* **Soal yang Diberikan 1**
Apakah pernyataan (a), (b), dan (c) berikut sesuai dengan kutipan terpilih? Jawab ya atau tidak untuk masing-masing, disertai kata-kata penentu dari kutipan terpilih yang dikutip persis. (a) Bendera yang dibentangkan berukuran 15 x 20 meter. (b) Acara tersebut berlangsung pada hari Sabtu. (c) Pengibaran bendera diiringi lagu Indonesia Raya.

━━ Kutipan Terpilih

DI KAKI Gunung Biru, Desa Pantangolemba – Poso, 62 orang mantan narapidana teroris (napiter) dan keluarganya berdiri tegap. Mereka menggenggam erat bendera merah putih sebagai tekad untuk menebus kesalahan masa lalu. Diiringi lagu Indonesia Pusaka tiga stanza, kibaran bendera berukuran 15 x 20 meter itu, bukan lagi simbol kebencian. Melainkan bukti tentang tekad untuk mencintai negeri ini tanpa syarat. Jumat 16 Agustus 2024, para eks napi teroris mengangkat dwi warna, mengikrarkan diri untuk setia kepada ibu pertiwi hingga akhir hayat.

━━━━

* **Soal yang Diberikan 2**
Tulis ulang baris-baris data di bawah sebagai daftar JSON berisi string, satu string untuk tiap baris, tanpa baris kosong. Mulailah dari baris yang memuat "green foliage | get-box --all", lalu berhenti setelah baris terakhir data.

━━ Data yang Disediakan

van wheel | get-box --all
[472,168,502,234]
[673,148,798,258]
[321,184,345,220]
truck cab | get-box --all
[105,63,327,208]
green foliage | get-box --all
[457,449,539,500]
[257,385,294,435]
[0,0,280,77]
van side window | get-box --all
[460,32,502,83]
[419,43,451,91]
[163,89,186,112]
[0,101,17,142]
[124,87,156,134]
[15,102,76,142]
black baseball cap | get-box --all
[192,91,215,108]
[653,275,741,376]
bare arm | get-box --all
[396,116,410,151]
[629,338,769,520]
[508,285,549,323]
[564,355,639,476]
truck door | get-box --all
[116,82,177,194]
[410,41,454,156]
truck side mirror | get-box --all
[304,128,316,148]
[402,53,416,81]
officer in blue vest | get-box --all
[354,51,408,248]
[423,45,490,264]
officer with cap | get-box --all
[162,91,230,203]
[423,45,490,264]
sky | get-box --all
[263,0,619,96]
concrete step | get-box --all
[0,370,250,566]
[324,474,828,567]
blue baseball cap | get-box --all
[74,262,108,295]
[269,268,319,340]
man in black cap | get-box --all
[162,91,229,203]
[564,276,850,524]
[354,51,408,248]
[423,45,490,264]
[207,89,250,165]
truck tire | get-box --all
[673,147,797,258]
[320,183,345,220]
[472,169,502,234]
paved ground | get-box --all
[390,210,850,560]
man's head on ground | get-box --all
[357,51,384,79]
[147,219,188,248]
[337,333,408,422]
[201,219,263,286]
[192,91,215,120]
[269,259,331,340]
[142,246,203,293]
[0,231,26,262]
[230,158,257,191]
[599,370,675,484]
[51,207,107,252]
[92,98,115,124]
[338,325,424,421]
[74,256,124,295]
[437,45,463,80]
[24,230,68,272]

━━━━

* **Jawaban 1**
(a) Ya: "kibaran bendera berukuran 15 x 20 meter itu"
(b) Tidak: "Jumat 16 Agustus 2024"
(c) Tidak: "Diiringi lagu Indonesia Pusaka tiga stanza"

* **Jawaban 2**
[
  "green foliage | get-box --all",
  "[457,449,539,500]",
  "[257,385,294,435]",
  "[0,0,280,77]",
  "van side window | get-box --all",
  "[460,32,502,83]",
  "[419,43,451,91]",
  "[163,89,186,112]",
  "[0,101,17,142]",
  "[124,87,156,134]",
  "[15,102,76,142]",
  "black baseball cap | get-box --all",
  "[192,91,215,108]",
  "[653,275,741,376]",
  "bare arm | get-box --all",
  "[396,116,410,151]",
  "[629,338,769,520]",
  "[508,285,549,323]",
  "[564,355,639,476]",
  "truck door | get-box --all",
  "[116,82,177,194]",
  "[410,41,454,156]",
  "truck side mirror | get-box --all",
  "[304,128,316,148]",
  "[402,53,416,81]",
  "officer in blue vest | get-box --all",
  "[354,51,408,248]",
  "[423,45,490,264]",
  "officer with cap | get-box --all",
  "[162,91,230,203]",
  "[423,45,490,264]",
  "sky | get-box --all",
  "[263,0,619,96]",
  "concrete step | get-box --all",
  "[0,370,250,566]",
  "[324,474,828,567]",
  "blue baseball cap | get-box --all",
  "[74,262,108,295]",
  "[269,268,319,340]",
  "man in black cap | get-box --all",
  "[162,91,229,203]",
  "[564,276,850,524]",
  "[354,51,408,248]",
  "[423,45,490,264]",
  "[207,89,250,165]",
  "truck tire | get-box --all",
  "[673,147,797,258]",
  "[320,183,345,220]",
  "[472,169,502,234]",
  "paved ground | get-box --all",
  "[390,210,850,560]",
  "man's head on ground | get-box --all",
  "[357,51,384,79]",
  "[147,219,188,248]",
  "[337,333,408,422]",
  "[201,219,263,286]",
  "[192,91,215,120]",
  "[269,259,331,340]",
  "[142,246,203,293]",
  "[0,231,26,262]",
  "[230,158,257,191]",
  "[599,370,675,484]",
  "[51,207,107,252]",
  "[92,98,115,124]",
  "[338,325,424,421]",
  "[74,256,124,295]",
  "[437,45,463,80]",
  "[24,230,68,272]"
]